» What you are asked to do
Only the lines from the one with "Expected content: sweaty" through the end of the data are wanted, copied exactly.

# # # # # # #

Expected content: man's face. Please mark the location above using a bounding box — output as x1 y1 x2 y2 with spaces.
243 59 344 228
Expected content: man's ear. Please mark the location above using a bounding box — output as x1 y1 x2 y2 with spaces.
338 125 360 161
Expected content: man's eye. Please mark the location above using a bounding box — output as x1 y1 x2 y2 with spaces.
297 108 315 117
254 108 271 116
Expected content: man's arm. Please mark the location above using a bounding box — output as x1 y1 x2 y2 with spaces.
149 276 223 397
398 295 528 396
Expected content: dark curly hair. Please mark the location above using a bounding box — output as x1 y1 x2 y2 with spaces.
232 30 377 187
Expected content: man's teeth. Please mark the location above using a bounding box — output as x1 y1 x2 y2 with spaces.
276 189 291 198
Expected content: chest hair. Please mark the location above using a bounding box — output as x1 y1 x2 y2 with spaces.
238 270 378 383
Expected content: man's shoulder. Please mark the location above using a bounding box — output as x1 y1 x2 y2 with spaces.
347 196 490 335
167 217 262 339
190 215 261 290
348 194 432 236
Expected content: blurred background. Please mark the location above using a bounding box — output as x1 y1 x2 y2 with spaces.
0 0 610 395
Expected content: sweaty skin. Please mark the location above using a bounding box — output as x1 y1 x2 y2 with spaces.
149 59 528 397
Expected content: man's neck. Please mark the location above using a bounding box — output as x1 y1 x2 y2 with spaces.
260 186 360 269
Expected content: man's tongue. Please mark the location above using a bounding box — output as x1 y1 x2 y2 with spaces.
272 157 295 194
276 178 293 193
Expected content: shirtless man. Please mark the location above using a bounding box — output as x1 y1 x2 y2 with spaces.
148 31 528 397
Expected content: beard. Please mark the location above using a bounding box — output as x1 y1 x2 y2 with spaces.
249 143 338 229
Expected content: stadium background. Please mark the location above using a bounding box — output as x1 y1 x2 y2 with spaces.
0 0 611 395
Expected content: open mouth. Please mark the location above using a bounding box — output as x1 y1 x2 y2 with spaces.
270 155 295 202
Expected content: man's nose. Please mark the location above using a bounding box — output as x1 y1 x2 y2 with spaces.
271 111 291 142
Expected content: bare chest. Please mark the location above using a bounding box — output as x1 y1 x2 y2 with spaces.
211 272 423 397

# # # # # # #

» Result of this task
Expected content: sweaty skin. Please mark the location above using a bounding box — output as x1 y1 x2 y2 with spaces.
149 59 528 397
Expected content: man's neck. Please mark the location above using a bounding box — output as x1 y1 x2 y2 with spaces.
260 186 360 269
Expected content: man's tongue. Please mark the location above using a bounding box — output as x1 y1 x2 y2 with spaces.
272 157 295 194
276 178 293 193
Expected content: shirtless man. Please mark the location above using a bounding box — output as x1 y1 x2 y2 with spaces.
148 31 528 397
Expected content: beard. Please mark the location above using a bounding box — output as x1 y1 x2 y2 with spaces.
249 143 338 229
Expected content: stadium background. Please mark the location above using a bounding box — output as x1 y1 x2 y2 with spaces.
0 0 611 395
Expected content: open mouth. Please mark the location above using a bounding box — output as x1 y1 x2 y2 with spaces.
270 155 295 202
Expected content: man's nose. Please mark the location above using a bounding box — output as x1 y1 x2 y2 with spaces.
271 111 291 142
Expected content: bare chest. Please mark the location above using a bounding box — output as x1 y1 x2 y2 with spaces.
211 272 423 397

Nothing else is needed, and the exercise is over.